═══ SOURCE DATA ═══

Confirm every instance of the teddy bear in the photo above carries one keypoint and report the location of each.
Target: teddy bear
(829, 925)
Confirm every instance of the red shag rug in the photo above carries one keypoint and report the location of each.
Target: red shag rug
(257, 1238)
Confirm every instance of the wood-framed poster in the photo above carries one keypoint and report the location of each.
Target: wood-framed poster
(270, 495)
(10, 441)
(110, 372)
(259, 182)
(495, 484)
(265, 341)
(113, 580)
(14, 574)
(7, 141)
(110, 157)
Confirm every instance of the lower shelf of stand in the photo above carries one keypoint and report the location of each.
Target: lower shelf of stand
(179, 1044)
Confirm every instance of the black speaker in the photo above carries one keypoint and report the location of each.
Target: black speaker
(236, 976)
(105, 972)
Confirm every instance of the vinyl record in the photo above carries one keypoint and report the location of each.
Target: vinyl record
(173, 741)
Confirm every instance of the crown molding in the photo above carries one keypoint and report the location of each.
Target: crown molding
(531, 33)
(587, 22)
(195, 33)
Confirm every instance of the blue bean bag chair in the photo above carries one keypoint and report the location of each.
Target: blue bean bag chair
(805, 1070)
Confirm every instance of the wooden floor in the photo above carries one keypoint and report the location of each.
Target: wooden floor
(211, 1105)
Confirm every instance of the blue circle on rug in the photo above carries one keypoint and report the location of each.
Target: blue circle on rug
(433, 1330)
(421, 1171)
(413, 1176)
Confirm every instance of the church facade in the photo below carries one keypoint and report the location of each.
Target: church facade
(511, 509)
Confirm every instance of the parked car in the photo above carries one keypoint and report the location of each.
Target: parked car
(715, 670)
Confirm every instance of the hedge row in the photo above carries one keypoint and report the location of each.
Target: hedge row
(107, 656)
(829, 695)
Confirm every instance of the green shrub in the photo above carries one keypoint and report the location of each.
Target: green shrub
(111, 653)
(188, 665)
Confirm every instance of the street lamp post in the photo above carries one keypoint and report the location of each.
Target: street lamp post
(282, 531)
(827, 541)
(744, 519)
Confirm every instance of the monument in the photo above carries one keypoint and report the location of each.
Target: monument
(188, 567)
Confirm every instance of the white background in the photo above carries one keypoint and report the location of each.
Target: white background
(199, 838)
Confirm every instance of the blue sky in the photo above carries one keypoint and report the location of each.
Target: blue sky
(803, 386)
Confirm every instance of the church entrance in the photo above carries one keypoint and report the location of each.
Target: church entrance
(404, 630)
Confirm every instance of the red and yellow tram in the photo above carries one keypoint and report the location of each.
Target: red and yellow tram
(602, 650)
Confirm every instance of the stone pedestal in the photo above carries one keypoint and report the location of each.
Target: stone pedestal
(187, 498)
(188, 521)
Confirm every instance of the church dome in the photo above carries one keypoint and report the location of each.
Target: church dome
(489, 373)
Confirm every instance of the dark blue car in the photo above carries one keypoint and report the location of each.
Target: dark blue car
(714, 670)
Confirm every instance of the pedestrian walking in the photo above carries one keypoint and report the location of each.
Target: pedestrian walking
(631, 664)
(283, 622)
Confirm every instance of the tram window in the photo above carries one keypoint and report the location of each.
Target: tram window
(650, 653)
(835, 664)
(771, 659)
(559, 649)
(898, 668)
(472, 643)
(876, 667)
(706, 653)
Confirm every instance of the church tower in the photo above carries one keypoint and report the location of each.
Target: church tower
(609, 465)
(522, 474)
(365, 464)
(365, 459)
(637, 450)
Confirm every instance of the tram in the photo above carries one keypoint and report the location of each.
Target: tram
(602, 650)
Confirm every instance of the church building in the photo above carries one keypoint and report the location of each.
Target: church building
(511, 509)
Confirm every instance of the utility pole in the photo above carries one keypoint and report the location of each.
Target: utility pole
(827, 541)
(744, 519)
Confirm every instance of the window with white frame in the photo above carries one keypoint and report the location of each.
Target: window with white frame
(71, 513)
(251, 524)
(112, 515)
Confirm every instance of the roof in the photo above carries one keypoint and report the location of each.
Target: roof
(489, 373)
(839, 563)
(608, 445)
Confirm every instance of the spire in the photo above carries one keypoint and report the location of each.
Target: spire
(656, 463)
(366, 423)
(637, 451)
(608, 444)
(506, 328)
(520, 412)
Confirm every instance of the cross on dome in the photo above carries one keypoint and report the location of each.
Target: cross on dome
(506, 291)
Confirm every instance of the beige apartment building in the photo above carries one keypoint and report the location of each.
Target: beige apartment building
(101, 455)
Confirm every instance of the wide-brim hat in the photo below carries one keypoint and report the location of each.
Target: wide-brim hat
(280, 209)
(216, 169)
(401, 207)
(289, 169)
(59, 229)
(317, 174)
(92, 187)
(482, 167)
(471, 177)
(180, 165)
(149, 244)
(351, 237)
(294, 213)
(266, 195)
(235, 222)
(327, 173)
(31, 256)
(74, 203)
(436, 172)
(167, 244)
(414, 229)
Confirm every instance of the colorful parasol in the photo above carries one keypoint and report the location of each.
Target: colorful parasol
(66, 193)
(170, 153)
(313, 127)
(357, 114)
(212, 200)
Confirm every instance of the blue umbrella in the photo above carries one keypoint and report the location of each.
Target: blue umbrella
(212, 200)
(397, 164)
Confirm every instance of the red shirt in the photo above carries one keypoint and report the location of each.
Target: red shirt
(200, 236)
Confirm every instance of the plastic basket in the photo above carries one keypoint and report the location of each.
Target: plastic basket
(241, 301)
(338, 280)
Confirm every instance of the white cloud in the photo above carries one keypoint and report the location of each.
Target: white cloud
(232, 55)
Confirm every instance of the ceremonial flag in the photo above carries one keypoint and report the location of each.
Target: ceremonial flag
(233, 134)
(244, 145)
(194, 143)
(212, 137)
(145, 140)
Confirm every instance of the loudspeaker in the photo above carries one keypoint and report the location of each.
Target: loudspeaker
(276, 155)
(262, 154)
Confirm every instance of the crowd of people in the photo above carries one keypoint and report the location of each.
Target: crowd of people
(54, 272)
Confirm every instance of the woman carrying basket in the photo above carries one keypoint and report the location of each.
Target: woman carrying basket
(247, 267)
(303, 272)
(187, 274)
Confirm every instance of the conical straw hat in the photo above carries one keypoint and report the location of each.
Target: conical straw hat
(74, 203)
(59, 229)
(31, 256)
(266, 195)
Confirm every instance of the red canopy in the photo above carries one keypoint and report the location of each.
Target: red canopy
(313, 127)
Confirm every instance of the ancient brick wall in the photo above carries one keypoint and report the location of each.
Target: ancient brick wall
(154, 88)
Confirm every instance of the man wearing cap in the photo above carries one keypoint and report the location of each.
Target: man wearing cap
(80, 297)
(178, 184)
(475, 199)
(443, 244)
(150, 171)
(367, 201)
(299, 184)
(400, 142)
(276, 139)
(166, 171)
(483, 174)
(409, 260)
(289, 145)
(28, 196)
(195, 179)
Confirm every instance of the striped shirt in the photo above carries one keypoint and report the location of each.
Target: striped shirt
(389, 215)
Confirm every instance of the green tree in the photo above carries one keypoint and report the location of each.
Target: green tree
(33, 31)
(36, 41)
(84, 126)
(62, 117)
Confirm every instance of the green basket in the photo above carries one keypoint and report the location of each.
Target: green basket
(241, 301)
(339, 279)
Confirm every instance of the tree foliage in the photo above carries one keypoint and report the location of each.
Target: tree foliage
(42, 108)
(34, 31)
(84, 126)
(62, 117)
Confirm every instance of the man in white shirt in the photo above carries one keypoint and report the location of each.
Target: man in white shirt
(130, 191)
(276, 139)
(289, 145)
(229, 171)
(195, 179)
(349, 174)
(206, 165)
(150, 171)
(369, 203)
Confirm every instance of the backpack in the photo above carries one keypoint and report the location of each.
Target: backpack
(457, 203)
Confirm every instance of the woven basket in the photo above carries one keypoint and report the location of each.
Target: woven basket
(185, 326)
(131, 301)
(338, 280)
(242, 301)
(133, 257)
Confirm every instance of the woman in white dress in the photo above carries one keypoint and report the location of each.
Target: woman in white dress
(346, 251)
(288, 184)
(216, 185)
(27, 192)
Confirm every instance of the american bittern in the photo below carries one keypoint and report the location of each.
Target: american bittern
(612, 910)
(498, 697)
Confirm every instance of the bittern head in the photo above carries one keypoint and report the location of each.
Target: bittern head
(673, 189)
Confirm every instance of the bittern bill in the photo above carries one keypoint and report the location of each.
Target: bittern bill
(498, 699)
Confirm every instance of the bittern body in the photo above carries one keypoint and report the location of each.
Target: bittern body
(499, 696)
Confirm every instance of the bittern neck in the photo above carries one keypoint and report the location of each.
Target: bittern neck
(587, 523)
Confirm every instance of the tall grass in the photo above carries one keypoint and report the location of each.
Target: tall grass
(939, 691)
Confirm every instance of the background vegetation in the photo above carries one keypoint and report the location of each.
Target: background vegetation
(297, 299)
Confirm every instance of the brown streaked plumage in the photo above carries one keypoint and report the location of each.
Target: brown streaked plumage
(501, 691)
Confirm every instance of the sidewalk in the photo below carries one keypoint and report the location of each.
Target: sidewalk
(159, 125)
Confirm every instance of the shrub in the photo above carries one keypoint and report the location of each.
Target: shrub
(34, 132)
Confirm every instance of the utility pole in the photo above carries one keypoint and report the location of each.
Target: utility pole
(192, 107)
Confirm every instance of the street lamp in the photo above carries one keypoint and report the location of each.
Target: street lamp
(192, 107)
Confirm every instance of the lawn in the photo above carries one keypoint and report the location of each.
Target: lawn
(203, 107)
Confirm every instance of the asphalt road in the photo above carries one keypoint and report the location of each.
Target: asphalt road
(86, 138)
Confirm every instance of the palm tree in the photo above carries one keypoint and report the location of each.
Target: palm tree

═══

EXERCISE REQUIREMENTS
Taking the line with "Target: tram window" as the first and the line with "Confirm every instance of the church tower" as the last, retype that stretch of the data above exactly, with no other lines.

COMPLETED TASK
Target: tram window
(650, 653)
(835, 664)
(771, 659)
(559, 649)
(898, 668)
(472, 643)
(876, 667)
(706, 653)
Confirm every instance of the church tower in the photo above carries one keypoint and report the location of each.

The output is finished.